[Passage for review — start]

Roger Khawam (1922–2016) was an Egyptian Egyptologist and antiquities dealer.

==Early life==
Roger Khawam was born in the affluent Garden City, Cairo, on 19 April 1922. His family were of Syrian Christian origins and moved to Egypt in 1850 when Roger's grandfather, Sélim Khawam, started a jewellery shop near the Ramses railway station in Cairo. They later became involved in the antiquities business. Roger Khawam received his early education at the Lycée Français du Caire from 1929 and subsequently in Paris where he went to learn mathematics and chemistry. Boutros Boutros-Ghali was a childhood friend and Omar Sharif was a cousin.

Khawam was familiar with the antiquities trade from a young age, taking holidays at the pyramids and watching his father Joseph attend to rich Americans at his showroom at the Khan el-Khalili souq, but he only decided to become an Egyptologist after Emile Gaston Chassinat dissuaded him from becoming an aerobatic pilot instead. He had learned to fly while in Paris for his studies. Accordingly, from 1945 to 1950 he studied the skills required of an Egytologist at the Sorbonne's École pratique des hautes études and the Institut Catholique de Paris, such as Coptic, numismatics, hieratic, and German. He already knew Arabic, English and French.

==Career==
In 1955, Khawam took over the family business. He developed an extensive network of contacts that brought him new finds including farmers who found things in their fields and he toured archaeological digs looking for new pieces. He became an expert at spotting fakes. He told his sons to always look at the object, not the hand that held it. Customers included the Louvre, the Metropolitan Museum of Art and the Queen Mother and her ladies-in-waiting. He was a member of the Egypt Exploration Society and the Société Française d'Egyptologie.

[Passage for review — finish]
[Dataset — start]

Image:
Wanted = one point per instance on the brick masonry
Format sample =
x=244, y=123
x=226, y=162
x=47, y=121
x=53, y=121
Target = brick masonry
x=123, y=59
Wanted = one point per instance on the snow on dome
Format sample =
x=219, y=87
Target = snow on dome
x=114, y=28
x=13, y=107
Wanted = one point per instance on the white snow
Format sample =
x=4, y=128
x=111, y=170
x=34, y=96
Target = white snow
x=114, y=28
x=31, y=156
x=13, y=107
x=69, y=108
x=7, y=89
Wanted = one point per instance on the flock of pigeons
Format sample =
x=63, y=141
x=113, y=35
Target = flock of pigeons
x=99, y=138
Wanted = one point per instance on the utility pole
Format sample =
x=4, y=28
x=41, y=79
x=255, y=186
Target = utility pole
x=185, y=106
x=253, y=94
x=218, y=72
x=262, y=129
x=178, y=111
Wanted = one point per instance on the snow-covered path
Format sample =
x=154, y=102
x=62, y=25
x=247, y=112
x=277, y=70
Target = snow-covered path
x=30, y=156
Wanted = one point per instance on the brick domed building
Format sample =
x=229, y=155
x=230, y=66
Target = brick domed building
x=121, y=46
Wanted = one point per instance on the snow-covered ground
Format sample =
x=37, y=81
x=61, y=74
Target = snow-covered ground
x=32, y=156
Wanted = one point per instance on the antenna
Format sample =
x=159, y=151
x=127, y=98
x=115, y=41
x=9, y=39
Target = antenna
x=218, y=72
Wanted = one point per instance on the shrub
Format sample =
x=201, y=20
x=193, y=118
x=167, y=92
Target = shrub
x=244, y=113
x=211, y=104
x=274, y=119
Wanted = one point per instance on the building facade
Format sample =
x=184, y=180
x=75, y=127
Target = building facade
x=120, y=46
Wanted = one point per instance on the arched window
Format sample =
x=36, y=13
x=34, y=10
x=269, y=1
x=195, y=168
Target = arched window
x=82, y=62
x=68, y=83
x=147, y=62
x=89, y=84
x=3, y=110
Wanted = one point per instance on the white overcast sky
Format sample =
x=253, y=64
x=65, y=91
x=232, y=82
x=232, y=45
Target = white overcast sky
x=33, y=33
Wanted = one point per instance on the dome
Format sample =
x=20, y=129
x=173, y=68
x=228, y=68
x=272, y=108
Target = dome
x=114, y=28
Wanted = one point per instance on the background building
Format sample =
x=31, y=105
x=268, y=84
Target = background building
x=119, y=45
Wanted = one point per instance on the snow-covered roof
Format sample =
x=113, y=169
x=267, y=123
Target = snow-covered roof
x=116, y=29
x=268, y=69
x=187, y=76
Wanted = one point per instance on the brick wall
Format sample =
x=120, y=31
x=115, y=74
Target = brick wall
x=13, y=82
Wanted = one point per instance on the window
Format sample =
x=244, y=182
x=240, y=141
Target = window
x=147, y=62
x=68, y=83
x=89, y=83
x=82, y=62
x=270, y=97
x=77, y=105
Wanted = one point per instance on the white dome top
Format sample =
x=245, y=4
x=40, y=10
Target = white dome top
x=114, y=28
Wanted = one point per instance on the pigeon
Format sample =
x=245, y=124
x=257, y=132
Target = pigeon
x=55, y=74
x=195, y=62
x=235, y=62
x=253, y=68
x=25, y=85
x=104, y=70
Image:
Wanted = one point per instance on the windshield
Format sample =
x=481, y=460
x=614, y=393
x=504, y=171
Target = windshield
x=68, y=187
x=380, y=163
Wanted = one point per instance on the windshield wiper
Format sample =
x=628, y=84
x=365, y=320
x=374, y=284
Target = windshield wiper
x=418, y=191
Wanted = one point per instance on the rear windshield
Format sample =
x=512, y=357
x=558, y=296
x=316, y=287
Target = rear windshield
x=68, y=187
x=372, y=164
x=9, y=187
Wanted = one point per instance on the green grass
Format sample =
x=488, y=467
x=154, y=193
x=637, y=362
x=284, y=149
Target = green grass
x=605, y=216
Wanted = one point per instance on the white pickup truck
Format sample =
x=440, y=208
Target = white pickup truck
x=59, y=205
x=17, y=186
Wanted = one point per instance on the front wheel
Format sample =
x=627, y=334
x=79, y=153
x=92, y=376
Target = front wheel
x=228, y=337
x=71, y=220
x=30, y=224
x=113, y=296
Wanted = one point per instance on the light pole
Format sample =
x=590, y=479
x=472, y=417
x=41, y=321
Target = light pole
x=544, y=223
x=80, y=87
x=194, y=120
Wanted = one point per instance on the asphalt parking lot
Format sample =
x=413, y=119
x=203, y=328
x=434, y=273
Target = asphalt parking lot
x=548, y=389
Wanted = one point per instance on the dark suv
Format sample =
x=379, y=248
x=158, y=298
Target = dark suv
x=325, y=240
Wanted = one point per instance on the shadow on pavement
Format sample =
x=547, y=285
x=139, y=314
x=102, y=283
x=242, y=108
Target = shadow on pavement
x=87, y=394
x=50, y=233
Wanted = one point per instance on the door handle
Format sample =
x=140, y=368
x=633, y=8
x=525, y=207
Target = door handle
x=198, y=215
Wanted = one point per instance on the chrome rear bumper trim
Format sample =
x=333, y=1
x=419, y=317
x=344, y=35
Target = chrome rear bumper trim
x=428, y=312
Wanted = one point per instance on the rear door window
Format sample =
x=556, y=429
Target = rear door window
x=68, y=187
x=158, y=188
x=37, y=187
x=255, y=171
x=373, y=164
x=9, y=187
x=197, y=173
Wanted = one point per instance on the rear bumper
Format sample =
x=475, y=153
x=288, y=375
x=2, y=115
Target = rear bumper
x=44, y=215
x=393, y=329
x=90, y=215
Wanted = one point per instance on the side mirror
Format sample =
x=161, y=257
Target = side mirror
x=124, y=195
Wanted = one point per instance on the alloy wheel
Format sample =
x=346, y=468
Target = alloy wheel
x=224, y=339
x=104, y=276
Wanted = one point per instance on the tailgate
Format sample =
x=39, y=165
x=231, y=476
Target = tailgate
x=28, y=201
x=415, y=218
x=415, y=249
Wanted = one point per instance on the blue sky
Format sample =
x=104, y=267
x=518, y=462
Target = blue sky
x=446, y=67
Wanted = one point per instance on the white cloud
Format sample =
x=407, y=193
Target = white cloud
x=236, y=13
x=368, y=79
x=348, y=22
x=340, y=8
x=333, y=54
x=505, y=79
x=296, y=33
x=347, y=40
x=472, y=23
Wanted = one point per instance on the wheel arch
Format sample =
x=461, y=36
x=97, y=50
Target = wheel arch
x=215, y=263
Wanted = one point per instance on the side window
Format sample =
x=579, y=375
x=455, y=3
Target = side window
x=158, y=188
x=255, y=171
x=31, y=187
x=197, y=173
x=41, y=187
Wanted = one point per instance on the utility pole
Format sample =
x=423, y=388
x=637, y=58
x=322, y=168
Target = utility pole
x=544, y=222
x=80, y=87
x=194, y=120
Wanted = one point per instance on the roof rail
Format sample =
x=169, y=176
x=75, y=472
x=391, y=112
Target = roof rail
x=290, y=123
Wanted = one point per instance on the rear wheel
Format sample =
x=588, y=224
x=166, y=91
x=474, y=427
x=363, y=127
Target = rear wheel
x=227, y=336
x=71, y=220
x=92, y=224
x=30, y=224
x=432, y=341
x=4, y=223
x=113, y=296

[Dataset — finish]

* _Work item_
Could you carry on the biography of Roger Khawam past its last sentence? The listing has nothing to do with this.

* _Expected answer_
In 1977, after the Egyptian authorities introduced laws that restricted the sale and export of antiquities, Khawam moved the firm to Paris where it still trades as Khawam Brothers.

Khawam was known for his charm, good manners and dapper appearance, always wearing a full suit whatever the heat. He shrank from publicity and spent his weekends studying Egyptology and drawing scarab inscriptions. He was a gourmet who enjoyed fine wine and whisky. He retired in 2005 as one of the foremost dealers in Egyptian antiquities of his time.

His library of Egyptology was sold in Paris in 2012.

==Family==
Khawam married Elise Roger in 1950, a French governess that he had met in a Parisian cafe in 1949. Elise died in 2012. They had two sons, Roland and Bertrand.

==Death==
Khawam died in Paris on 22 April 2016. He was survived by his sons.